## [Work task]
For each line of the listing that holds "edges", show the full line.

## [Records]

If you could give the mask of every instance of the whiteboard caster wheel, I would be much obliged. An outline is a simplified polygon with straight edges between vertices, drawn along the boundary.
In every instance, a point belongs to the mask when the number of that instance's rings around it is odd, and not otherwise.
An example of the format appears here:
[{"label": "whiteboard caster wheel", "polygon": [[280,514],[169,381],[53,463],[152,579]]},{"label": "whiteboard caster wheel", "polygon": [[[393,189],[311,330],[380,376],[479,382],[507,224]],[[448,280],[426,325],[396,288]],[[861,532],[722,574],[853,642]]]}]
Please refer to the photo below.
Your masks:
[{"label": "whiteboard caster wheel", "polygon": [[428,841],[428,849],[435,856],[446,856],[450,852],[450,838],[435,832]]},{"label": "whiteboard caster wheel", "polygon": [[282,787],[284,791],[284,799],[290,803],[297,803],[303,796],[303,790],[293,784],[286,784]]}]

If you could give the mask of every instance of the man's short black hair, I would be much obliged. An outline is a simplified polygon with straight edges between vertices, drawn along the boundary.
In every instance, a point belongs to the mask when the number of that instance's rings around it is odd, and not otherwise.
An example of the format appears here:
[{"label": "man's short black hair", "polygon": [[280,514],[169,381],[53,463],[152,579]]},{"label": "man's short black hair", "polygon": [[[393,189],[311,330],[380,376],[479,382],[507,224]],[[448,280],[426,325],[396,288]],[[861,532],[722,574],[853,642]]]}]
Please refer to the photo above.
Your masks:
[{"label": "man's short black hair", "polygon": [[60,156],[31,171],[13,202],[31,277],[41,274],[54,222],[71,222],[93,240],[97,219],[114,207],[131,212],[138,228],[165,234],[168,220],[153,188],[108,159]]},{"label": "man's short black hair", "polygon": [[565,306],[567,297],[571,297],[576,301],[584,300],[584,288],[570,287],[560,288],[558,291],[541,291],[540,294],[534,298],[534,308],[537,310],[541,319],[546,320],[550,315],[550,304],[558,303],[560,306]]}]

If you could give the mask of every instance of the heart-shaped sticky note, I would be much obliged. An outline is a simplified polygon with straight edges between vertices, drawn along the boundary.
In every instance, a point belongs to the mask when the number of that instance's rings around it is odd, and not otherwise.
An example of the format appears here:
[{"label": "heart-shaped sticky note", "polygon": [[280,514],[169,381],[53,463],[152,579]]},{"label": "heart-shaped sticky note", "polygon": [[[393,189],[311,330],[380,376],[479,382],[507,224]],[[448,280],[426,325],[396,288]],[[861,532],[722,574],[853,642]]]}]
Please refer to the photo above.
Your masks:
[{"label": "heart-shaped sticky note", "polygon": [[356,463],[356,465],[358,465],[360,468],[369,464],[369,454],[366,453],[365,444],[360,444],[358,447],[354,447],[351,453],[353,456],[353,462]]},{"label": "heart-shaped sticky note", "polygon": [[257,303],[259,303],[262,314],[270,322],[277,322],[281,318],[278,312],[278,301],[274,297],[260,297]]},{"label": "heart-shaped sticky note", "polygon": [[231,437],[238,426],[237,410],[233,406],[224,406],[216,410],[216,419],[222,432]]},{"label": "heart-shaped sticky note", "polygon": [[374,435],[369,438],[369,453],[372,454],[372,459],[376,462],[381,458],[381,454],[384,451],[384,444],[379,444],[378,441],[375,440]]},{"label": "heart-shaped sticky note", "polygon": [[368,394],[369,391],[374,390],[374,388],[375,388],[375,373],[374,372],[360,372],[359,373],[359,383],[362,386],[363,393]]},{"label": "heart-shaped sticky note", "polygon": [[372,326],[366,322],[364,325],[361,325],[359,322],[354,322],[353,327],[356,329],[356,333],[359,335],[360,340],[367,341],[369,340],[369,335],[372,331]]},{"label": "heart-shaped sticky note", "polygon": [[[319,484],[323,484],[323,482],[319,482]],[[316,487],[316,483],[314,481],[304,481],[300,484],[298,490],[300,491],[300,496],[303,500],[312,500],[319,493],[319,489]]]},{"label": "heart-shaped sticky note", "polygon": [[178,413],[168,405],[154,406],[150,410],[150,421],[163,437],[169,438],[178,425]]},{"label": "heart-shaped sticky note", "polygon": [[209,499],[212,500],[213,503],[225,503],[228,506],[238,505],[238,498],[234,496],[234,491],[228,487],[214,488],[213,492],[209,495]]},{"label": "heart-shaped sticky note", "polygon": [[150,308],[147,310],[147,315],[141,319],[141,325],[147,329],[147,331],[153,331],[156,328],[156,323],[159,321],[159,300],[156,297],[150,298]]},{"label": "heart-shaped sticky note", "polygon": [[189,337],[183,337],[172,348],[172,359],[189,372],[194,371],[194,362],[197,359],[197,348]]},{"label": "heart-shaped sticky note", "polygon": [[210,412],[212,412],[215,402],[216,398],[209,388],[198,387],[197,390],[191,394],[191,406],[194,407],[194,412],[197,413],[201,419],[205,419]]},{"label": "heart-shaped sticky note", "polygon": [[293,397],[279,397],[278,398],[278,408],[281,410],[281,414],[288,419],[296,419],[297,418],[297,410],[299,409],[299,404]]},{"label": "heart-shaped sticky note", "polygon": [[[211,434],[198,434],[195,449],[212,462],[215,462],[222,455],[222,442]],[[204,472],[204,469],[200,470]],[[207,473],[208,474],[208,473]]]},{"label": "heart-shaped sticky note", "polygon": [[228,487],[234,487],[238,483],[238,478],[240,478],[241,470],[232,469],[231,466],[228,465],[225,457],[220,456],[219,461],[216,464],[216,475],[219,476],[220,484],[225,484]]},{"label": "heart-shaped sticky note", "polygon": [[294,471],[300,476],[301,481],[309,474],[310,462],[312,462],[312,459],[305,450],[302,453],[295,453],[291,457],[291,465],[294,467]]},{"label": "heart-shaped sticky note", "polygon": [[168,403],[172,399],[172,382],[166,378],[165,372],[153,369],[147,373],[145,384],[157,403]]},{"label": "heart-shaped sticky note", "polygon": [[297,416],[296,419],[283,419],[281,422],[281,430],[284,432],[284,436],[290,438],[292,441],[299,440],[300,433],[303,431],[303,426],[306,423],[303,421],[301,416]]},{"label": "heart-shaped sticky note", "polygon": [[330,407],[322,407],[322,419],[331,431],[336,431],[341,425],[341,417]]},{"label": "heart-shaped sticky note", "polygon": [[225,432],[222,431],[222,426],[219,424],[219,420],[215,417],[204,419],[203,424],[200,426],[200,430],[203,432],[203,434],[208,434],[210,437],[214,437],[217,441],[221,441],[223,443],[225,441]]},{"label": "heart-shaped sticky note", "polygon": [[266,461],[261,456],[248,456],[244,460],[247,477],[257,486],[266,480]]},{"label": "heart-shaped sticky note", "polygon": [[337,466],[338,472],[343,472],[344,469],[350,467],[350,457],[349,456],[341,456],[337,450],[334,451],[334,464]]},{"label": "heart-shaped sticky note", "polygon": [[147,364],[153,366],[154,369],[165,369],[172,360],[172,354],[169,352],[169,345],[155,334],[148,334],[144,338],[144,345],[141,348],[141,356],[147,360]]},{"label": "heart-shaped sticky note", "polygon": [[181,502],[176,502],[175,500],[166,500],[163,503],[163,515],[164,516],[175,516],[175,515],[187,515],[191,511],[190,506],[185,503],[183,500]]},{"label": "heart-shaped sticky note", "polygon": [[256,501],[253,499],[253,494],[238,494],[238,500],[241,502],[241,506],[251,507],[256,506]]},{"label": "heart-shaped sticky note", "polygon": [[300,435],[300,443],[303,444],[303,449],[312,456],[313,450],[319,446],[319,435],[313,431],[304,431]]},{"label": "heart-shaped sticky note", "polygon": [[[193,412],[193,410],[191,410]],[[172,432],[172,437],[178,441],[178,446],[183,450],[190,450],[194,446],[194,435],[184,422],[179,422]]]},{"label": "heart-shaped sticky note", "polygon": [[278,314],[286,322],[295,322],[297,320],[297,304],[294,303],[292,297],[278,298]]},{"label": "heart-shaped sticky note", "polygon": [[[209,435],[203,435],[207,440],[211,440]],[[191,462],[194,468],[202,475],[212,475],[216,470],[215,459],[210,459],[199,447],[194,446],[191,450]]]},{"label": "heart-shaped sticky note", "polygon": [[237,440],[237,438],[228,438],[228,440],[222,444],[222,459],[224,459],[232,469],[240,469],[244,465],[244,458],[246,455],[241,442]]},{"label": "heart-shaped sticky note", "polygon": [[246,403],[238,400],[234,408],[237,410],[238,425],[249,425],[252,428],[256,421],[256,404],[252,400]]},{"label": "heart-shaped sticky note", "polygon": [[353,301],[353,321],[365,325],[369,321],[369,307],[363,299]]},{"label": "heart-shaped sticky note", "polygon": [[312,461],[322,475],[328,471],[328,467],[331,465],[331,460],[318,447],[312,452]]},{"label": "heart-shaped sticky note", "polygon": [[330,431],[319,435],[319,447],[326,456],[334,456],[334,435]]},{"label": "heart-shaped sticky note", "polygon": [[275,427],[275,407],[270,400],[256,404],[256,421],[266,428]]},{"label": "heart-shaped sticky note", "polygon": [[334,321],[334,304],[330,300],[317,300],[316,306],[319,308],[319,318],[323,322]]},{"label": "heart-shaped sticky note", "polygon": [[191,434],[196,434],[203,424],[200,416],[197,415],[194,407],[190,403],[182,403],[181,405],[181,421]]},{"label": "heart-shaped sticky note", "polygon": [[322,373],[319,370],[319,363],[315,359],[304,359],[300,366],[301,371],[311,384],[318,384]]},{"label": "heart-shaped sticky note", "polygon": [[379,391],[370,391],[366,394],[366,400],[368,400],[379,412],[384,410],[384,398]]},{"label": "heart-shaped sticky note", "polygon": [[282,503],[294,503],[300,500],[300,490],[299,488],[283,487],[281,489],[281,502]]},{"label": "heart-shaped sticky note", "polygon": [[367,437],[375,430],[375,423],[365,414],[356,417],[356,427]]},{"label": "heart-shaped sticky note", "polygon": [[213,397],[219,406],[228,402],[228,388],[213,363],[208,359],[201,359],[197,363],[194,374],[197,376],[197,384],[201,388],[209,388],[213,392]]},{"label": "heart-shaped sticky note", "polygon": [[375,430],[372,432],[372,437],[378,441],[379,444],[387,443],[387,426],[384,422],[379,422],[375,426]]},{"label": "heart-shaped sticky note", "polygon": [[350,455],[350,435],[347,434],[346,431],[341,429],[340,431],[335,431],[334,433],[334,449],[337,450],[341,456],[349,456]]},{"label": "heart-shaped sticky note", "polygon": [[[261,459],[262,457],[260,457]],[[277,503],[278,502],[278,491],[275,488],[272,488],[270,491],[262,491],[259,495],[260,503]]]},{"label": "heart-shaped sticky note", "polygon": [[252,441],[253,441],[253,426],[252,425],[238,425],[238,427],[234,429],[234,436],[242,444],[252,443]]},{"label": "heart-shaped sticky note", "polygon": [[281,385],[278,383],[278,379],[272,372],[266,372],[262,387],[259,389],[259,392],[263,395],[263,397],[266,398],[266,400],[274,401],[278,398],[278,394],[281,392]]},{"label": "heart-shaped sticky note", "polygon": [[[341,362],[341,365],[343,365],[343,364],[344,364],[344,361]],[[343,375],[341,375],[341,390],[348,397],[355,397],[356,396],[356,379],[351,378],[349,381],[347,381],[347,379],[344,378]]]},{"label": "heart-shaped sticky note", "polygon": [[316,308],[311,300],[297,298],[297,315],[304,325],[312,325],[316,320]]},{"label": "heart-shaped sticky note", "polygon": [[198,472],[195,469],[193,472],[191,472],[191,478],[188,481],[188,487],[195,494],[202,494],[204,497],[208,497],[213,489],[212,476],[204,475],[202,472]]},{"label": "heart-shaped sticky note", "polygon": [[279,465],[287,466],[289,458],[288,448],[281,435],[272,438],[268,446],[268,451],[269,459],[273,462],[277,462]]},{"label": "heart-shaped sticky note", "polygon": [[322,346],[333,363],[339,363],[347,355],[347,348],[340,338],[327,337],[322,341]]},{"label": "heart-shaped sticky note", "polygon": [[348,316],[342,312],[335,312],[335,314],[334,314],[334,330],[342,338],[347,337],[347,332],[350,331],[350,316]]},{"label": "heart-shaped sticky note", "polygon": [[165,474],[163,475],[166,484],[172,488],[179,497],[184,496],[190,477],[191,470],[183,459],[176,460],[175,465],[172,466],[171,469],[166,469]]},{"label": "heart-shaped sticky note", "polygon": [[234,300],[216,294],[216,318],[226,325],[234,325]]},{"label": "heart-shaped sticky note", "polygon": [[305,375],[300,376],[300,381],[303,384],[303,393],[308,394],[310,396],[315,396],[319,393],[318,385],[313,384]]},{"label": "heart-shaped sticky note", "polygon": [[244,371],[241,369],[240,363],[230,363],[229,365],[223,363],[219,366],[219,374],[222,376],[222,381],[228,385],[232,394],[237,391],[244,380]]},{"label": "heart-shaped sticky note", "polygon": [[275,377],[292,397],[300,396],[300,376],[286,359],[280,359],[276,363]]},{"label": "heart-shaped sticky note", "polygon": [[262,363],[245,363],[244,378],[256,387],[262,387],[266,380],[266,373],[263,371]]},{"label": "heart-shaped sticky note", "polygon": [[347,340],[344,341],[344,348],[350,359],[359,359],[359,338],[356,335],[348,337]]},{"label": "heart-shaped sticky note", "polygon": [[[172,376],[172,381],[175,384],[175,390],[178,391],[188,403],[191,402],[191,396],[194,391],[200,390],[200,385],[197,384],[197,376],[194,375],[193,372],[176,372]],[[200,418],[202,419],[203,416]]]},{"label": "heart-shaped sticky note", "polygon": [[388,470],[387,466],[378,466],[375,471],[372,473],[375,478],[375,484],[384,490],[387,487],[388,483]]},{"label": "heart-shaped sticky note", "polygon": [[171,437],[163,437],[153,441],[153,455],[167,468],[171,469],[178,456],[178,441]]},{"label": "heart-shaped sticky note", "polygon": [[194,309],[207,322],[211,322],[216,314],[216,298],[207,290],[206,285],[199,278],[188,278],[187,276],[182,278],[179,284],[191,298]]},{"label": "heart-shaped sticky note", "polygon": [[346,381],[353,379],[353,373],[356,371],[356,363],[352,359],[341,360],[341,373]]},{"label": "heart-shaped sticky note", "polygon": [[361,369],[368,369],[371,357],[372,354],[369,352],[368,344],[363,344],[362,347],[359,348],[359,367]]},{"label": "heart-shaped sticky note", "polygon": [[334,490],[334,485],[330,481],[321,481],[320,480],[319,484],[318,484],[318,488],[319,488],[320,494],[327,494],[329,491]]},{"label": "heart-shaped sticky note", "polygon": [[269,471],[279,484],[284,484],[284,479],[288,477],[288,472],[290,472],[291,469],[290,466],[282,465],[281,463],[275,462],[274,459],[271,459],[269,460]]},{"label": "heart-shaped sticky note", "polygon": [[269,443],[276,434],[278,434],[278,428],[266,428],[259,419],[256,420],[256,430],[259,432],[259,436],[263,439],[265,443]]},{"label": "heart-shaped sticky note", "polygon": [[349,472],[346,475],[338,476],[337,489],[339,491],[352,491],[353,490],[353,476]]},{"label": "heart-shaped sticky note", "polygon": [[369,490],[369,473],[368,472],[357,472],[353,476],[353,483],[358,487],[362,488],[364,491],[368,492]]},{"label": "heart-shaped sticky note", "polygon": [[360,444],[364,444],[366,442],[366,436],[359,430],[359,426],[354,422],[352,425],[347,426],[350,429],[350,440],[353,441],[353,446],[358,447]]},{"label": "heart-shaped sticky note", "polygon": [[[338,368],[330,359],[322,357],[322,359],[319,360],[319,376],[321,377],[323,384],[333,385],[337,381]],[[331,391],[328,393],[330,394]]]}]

## [Written solution]
If you could give the mask of every instance of the whiteboard caster wheel, I would be much obliged. An outline is a simplified polygon with straight edges between vertices, drawn along the boundary.
If you could give the mask of every instance of the man's short black hair, I would be much obliged. An outline is a simplified polygon with straight edges between vertices, drawn along the boundary.
If you could give the mask of every instance of the heart-shaped sticky note, I would be much obliged. An outline is a simplified polygon with straight edges between vertices, drawn along the boundary.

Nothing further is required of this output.